* **PAGE TEXT**
++++

See: FL Studio Homepage

It comes with a set of synth instruments, sound generators and FX at the entry level,

Plus all the higher level stuff as demos. As you purchase these you get a software key to unlock them, and can then save their output too. Of course, straight off you can record audio tracks into it and sync. them with the other stuff above. Download the demo and see for yourself.

It's a really good package - good sound quality, and growing in popularity. Once you get used to it you can put together an impressive demo in a few hours.

As already mentioned - a decent sound unit - that says somewhere on the box "with ASIO" - most of them should have that nowdays anyway, but check. I have an M-Audio box which handles both audio inputs thru' mic. preamps, and the MIDI input from a keyboard. Something like Fast Track Pro here ( If your sure you only want Guitar vocals - no decoration then check out the other cheaper packages too. Just a USB mic.!? )

See: M-AUDIO - Record Guitars and Vocals

NB: Where they say things like "4 x 4" - this can be misleading the left of a stereo mix is 1 channel, the right, a second. Unless you are some sort of avante garde musician you'll want to monitor what your recording at the same time - then you're using two channels in and two channels out. i.e. They are saying 4-in OR 4-out, rather than what most human beings need - 2-in and 2-out = 4 channels, which often isn't what their 4x4 implies.

++++

* **SUPPLIED INFORMATION**
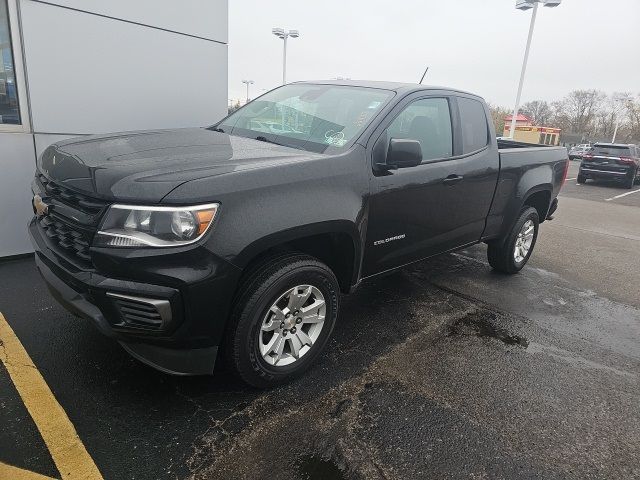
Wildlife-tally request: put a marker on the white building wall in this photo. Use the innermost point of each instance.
(95, 66)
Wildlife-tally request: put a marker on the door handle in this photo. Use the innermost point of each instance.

++++

* **TASKS**
1. Extract the stretch of the FL Studio text from "It's a really" through "USB mic.!? )", copying it word for word.
2. Write what comes next in the home recording advice about FL Studio and audio interfaces, picking up after its final sentence.

* **FINAL RESULTS**
1.
It's a really good package - good sound quality, and growing in popularity. Once you get used to it you can put together an impressive demo in a few hours.

As already mentioned - a decent sound unit - that says somewhere on the box "with ASIO" - most of them should have that nowdays anyway, but check. I have an M-Audio box which handles both audio inputs thru' mic. preamps, and the MIDI input from a keyboard. Something like Fast Track Pro here ( If your sure you only want Guitar vocals - no decoration then check out the other cheaper packages too. Just a USB mic.!? )

2.
Some sort of MIDI keyboard (to play in supporting Bass lines,etc. ) something like See: Oxygen 49.

That would be a pretty comprehensive setup. Note that with this you will get impressive demos, and stuff to exhibit you talents to friends, etc., but home recording is still home recording. There is another level of refinement and "body" to the sound that only studio priced equipment and training can attain.

Your computer needs to be quite fleet to handle all this io and sound generation, with adequate onboard memory. Less power = less multi-tracks.

My 2p's worth.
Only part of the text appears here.